### Exercise input:
<<<<

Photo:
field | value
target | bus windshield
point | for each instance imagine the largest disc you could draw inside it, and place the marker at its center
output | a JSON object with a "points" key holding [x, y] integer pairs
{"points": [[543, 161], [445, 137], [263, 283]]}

>>>>
<<<<

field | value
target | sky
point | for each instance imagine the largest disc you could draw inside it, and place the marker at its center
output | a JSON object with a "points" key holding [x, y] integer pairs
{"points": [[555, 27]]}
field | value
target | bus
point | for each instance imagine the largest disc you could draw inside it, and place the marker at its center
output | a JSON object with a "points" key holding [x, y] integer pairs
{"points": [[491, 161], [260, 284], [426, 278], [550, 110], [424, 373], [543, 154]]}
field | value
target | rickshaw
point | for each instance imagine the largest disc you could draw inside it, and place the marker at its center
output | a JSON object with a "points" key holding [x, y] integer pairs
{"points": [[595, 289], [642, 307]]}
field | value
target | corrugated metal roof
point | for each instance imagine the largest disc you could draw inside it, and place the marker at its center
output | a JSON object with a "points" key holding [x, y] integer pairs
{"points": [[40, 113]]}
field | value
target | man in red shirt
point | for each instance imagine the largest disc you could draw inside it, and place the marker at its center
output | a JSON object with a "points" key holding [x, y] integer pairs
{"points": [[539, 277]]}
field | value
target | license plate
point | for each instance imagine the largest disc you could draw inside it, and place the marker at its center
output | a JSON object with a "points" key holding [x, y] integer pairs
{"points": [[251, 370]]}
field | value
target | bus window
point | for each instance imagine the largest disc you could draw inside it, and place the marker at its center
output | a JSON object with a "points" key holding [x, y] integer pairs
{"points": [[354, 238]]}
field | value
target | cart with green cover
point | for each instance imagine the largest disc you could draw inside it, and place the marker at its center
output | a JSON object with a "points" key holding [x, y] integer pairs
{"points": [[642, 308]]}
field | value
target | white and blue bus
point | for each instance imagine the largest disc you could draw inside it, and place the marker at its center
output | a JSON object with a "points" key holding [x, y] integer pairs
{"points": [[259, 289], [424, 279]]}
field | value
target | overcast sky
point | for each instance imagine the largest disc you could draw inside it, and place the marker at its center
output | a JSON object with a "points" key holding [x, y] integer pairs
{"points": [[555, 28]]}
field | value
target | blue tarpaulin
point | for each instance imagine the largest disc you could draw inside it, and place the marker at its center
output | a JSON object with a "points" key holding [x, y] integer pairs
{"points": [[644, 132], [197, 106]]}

>>>>
<<<<

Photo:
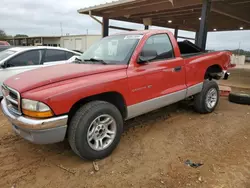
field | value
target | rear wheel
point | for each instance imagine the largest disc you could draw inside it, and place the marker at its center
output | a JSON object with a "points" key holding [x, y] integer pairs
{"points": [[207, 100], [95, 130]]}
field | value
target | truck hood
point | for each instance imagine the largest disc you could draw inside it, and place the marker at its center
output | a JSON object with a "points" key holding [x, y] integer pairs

>>>>

### Exercise goal:
Across the records above, in how many lines does the string "blue" appear? Reply with the figure alone.

### Task response:
2